*THE INPUT*
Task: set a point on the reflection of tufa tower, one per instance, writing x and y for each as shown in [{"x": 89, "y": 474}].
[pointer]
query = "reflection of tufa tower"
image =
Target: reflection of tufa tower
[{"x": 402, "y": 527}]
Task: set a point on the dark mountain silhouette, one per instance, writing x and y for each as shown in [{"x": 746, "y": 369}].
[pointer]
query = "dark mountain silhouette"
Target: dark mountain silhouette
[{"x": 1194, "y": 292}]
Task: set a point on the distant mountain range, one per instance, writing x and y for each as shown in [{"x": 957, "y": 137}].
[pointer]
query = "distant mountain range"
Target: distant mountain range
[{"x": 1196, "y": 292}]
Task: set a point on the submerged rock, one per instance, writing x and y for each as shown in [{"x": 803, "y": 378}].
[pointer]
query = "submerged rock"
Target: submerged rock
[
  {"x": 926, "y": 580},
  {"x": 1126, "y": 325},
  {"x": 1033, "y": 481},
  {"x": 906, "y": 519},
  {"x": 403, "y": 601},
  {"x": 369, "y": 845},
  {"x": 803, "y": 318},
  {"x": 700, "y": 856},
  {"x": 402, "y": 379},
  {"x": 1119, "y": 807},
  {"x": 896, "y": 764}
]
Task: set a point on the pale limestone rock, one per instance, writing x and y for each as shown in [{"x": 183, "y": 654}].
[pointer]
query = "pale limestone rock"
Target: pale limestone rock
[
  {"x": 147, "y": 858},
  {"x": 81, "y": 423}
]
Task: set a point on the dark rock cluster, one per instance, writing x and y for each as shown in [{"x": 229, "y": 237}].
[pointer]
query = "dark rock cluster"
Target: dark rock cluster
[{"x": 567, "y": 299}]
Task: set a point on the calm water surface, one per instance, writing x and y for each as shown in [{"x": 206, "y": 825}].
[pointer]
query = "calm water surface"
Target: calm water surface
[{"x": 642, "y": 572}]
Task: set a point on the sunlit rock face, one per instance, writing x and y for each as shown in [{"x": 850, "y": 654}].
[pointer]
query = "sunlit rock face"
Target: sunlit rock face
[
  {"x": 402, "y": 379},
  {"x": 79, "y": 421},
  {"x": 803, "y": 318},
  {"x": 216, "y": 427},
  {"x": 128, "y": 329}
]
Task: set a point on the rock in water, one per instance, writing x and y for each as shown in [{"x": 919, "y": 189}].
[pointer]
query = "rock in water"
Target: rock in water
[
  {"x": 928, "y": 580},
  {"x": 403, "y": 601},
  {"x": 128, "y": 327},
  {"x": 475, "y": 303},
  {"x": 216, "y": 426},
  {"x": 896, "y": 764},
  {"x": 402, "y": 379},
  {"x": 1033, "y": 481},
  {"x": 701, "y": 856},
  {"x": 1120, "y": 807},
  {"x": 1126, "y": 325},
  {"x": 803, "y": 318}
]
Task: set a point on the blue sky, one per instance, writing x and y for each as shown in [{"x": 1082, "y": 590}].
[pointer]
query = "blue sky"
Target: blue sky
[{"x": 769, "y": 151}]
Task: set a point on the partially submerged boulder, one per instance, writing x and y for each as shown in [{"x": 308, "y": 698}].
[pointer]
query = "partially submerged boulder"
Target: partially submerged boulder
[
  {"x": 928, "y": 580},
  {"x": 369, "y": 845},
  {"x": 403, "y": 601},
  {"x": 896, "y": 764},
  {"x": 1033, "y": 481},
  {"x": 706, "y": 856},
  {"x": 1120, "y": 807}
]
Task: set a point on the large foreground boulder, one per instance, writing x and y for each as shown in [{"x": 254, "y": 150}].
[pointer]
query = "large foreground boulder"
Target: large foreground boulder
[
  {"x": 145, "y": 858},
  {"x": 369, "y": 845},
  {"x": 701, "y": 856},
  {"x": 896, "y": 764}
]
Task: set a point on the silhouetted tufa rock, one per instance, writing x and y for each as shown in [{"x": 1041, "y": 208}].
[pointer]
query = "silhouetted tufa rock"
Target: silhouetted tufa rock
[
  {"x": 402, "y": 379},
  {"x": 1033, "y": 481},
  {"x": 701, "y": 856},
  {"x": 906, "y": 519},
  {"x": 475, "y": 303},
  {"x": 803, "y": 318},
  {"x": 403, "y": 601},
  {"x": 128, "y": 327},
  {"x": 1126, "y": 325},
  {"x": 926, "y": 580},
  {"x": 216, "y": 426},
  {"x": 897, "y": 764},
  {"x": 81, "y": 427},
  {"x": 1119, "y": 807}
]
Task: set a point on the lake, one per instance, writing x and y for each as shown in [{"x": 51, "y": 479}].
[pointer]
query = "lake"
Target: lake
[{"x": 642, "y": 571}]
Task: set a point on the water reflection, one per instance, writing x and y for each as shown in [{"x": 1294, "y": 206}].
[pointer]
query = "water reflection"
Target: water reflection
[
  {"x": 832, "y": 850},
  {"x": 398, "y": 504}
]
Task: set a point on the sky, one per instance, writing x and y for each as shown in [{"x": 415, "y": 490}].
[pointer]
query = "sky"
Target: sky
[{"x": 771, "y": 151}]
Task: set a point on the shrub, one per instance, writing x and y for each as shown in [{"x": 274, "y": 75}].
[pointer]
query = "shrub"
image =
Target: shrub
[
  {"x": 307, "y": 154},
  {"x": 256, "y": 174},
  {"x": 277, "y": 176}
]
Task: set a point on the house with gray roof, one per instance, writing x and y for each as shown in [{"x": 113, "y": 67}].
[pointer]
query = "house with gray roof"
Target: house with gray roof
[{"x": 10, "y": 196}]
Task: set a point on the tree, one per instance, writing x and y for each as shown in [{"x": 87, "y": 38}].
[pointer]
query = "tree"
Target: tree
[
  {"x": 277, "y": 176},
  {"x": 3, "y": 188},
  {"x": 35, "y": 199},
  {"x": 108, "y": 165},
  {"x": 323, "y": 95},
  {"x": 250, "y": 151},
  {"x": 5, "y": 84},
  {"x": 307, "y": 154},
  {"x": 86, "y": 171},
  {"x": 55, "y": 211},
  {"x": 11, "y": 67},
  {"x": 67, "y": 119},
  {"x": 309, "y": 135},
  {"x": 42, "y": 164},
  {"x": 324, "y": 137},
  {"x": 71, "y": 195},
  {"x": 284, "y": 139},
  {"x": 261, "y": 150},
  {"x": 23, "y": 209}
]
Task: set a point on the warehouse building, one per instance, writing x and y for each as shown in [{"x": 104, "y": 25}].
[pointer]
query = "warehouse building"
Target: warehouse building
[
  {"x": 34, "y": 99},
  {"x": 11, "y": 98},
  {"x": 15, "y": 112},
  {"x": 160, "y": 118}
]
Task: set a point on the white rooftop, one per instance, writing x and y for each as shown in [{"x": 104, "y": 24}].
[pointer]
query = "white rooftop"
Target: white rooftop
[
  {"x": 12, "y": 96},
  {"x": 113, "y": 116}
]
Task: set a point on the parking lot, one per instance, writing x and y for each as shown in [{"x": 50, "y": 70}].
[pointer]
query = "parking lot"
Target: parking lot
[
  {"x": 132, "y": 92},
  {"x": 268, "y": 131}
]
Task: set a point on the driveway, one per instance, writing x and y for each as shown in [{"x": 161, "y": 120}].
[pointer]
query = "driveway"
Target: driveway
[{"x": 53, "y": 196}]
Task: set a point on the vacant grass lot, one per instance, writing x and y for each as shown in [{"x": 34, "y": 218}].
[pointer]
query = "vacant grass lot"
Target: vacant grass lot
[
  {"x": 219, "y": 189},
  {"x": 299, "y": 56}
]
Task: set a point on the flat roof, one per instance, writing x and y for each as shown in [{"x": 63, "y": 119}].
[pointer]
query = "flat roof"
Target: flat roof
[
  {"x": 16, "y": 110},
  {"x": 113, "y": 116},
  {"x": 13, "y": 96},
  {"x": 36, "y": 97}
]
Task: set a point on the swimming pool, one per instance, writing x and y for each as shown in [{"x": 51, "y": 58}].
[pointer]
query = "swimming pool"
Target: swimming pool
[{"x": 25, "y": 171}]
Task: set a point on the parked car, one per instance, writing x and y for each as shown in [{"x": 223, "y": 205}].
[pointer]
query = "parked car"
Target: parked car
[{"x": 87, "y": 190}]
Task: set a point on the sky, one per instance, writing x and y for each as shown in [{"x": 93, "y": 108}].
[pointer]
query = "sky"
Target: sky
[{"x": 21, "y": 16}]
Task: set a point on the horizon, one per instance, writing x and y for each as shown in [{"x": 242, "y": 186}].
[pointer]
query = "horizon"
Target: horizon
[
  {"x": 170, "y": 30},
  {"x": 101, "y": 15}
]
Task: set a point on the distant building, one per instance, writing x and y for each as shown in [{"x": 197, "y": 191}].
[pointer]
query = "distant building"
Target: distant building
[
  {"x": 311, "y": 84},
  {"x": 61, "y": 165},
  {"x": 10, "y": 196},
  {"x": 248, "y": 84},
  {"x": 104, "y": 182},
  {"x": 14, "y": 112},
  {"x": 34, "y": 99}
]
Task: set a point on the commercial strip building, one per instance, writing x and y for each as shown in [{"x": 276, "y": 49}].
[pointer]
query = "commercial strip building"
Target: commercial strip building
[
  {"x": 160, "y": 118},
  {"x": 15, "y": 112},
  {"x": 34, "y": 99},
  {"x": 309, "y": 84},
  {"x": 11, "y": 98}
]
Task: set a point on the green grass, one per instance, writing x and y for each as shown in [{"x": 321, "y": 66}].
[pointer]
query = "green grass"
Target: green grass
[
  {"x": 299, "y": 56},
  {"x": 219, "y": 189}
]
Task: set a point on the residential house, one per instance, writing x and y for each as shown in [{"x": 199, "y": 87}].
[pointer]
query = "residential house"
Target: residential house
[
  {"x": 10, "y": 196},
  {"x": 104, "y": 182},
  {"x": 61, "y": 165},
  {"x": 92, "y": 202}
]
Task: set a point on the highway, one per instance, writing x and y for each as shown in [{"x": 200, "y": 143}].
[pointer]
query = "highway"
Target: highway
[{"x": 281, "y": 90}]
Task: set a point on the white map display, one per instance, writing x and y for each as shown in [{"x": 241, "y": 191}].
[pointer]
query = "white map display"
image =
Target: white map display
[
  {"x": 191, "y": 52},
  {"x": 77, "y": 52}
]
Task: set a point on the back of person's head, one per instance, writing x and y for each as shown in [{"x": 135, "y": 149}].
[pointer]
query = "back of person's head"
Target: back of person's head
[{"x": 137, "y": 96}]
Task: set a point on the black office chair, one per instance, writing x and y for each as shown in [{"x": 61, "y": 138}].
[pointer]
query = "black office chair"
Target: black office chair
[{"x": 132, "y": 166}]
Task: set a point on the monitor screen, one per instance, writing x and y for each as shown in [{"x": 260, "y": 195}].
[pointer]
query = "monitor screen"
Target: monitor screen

*WHAT IS REQUIRED*
For each line of the entries that includes "monitor", show that line.

*WRITTEN RESPONSE*
Task: set a point on the monitor screen, one per instance, writing x and y for each as shown in [{"x": 260, "y": 195}].
query = "monitor screen"
Target: monitor screen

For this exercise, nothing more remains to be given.